* _Source_:

Illustration by Annie Mok.

Illustration by Annie Mok.

Growing up, constrictions around my gender, my sexuality, abuse I was dealing with, and my self-expression felt tight. I looked for any way to act out that I could. In late high school, having made the very privileged decision to go to art school, and perceiving a low amount of risk to my very privileged white person, I became obsessed with getting away with stuff, especially cheating on reading assignments and skipping class.

Cheating and skipping were my escape valve. After roll call in gym class, I would dip out through the locker rooms, and back out into the main halls. I changed back out of gym shorts in the bathroom. My high school had been designed by what we assumed were 1970s hippie architects, with big open spaces, and cubicle-style partitions sectioning out classrooms instead of walls. The architecture made it absurdly easy to skip class, as opposed to the neighboring school, which we thought looked like a prison. Skipping gym came as a great relief. I wanted to live outside my body. I went to the art room instead.

Cheating, as I understood it, involved getting through school work or the day in ways not laid out as options. My favorite method of cheating involved skipping reading the book in English class, listening to the discussions, and then bullshitting my way through the essay test; I got through Kate Chopin’s feminist novel The Awakening this way (a book I now really wish I had read). “You need ideas to bullshit,” a friend told me recently as we talked about our cheating histories. So much of my high school experience revolved around rules and restrictions that made no sense to me; coming from a home where I lacked positive models for authority, I chafed at most adults’ ideas of what I should do. That same friend told me they cheated by writing things on a li’l piece of paper and taping it to the bathroom trash can. We both agreed that we sometimes took way more pride and put more work into doing things the “wrong” way. This helped confirm an idea for me: some students, including me, put vast amounts of ingenuity, grit, and work toward cheating.

* _Required work_:
• 1. In the essay, which novel did the writer get through by skipping the reading and bluffing on the essay test?
• 2. List each line of the rows that contains the word "outlet", matching case.
The essay and the rows come from separate, unrelated sources.

* _Provided information_:
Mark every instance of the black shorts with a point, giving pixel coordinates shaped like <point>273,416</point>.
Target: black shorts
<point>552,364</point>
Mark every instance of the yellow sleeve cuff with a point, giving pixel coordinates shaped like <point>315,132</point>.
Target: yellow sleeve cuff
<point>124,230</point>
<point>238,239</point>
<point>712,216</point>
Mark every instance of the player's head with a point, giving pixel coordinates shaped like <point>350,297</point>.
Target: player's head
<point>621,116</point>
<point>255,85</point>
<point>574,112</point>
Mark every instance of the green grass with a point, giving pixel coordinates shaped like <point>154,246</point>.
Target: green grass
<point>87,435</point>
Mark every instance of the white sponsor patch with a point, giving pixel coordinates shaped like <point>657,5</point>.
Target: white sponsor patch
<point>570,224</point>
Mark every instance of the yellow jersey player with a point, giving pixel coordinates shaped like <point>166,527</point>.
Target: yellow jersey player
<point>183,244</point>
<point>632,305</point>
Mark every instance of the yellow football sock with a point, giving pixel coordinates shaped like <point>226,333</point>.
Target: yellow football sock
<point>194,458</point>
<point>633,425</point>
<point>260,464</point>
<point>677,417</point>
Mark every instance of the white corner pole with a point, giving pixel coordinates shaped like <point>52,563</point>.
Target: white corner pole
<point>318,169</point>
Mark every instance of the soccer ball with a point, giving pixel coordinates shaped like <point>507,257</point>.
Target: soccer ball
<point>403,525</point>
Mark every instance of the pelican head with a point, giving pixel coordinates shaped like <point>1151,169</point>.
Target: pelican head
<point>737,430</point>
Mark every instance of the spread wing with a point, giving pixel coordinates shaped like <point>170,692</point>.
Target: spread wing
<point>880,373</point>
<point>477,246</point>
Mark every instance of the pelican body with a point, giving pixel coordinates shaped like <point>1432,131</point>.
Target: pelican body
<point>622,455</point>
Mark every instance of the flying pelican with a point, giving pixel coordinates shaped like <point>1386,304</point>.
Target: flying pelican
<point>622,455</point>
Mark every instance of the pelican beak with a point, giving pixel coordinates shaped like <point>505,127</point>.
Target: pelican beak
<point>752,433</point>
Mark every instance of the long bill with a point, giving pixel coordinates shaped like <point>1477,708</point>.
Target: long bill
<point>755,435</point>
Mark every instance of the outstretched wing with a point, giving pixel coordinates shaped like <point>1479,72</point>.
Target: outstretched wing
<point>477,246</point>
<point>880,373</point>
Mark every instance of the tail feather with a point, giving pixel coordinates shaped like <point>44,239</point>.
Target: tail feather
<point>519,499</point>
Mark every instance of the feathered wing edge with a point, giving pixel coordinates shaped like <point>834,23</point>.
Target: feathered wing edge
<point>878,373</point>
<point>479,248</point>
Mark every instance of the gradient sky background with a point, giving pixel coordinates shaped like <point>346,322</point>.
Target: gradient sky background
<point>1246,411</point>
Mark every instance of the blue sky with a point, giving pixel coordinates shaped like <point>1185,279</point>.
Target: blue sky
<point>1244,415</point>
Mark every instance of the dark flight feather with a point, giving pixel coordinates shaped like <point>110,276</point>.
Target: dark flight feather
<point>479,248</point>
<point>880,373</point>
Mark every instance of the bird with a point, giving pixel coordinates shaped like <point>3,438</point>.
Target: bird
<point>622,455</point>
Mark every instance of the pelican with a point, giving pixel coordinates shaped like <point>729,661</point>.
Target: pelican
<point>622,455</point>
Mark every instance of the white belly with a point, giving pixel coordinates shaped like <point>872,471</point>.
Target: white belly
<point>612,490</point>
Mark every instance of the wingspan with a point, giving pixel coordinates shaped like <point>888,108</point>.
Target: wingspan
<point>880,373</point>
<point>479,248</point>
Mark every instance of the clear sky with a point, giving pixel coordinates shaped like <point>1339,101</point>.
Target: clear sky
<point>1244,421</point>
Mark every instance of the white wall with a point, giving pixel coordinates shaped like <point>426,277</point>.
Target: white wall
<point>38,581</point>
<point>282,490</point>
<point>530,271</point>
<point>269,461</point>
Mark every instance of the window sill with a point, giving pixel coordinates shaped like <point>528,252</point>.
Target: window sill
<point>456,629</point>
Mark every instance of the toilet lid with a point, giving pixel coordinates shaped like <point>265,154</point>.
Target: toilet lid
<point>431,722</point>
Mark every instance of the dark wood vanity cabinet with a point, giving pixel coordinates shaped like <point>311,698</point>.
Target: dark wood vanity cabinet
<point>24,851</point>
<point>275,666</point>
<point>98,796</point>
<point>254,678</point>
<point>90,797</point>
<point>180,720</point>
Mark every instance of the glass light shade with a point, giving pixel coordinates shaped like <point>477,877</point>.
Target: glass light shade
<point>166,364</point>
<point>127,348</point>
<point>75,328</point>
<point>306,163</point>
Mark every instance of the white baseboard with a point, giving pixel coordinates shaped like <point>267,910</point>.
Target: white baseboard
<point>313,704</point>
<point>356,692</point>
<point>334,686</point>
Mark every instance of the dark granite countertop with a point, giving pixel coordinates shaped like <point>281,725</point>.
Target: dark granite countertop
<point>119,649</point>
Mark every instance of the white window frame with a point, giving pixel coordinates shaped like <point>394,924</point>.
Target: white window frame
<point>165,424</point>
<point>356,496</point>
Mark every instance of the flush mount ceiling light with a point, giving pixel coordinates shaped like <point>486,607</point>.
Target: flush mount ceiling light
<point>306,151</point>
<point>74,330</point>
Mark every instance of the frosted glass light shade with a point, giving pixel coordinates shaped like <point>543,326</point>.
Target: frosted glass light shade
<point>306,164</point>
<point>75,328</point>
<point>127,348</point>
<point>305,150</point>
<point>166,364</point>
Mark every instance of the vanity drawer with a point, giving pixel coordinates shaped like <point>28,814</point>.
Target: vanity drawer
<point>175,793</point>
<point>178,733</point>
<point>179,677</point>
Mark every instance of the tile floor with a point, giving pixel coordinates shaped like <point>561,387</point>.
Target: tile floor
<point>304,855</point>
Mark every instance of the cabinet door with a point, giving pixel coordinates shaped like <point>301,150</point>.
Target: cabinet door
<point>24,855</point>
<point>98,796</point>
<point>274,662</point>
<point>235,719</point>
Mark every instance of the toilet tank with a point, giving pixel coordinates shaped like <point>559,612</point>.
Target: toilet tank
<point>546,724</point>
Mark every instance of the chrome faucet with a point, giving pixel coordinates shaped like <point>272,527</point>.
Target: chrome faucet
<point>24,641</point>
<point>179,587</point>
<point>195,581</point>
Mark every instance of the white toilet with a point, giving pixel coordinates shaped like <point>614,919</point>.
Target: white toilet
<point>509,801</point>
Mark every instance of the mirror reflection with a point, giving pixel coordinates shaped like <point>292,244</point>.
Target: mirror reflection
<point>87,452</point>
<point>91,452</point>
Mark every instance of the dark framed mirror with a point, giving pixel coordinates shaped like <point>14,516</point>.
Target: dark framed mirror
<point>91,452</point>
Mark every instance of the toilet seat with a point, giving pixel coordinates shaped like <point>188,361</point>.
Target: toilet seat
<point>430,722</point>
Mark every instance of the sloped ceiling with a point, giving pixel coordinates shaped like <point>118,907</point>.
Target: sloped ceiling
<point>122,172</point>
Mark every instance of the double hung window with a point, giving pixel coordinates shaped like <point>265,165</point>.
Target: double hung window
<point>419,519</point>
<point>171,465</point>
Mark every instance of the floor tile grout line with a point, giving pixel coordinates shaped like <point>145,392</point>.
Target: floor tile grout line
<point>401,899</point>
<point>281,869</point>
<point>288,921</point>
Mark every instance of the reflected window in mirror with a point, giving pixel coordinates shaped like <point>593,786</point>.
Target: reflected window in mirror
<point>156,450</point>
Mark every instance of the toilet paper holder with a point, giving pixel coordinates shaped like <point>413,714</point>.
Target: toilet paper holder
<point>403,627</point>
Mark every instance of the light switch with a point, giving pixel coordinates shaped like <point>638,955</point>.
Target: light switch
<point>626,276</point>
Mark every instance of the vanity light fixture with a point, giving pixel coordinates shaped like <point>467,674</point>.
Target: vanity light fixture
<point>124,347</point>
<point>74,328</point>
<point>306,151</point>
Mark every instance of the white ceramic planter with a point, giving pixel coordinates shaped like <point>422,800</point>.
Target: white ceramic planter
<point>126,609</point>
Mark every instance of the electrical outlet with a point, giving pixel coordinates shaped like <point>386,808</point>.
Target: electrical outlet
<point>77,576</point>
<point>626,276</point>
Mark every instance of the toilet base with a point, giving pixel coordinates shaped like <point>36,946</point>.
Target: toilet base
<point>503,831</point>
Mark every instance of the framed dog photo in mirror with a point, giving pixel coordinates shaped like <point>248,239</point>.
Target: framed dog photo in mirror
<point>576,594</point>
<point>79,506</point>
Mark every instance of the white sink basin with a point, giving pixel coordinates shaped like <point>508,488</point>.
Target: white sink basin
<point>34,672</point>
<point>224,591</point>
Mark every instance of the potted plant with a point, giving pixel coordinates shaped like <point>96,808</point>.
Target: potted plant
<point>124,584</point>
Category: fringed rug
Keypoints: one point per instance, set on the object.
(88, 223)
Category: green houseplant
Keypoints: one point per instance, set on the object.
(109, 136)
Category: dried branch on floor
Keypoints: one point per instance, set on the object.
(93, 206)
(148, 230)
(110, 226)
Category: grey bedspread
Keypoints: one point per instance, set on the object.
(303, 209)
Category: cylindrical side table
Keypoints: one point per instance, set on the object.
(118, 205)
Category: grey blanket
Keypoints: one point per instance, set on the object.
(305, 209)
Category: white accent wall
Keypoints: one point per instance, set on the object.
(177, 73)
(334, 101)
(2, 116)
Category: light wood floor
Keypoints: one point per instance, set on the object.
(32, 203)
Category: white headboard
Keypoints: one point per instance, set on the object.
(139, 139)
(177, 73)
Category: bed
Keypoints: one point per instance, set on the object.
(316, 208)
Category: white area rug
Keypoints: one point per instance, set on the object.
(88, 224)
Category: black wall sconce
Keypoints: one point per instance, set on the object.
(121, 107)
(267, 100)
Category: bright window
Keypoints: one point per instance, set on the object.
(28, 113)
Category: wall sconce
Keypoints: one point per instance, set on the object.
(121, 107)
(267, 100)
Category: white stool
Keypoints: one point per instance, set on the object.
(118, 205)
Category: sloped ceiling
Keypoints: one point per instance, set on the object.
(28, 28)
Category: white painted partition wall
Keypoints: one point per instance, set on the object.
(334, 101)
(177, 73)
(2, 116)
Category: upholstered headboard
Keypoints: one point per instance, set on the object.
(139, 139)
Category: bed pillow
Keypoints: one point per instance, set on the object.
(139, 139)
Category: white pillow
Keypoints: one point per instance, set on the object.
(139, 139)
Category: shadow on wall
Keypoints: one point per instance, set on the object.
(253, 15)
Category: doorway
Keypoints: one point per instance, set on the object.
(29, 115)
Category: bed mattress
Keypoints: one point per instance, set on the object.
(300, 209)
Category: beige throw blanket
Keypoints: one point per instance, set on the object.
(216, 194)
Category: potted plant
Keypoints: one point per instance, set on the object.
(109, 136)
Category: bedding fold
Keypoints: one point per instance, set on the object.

* _Answers per task_:
• 1. Kate Chopin's feminist novel The Awakening.

• 2.
Mark every instance of the electrical outlet with a point, giving pixel coordinates shaped like <point>386,808</point>.
Target: electrical outlet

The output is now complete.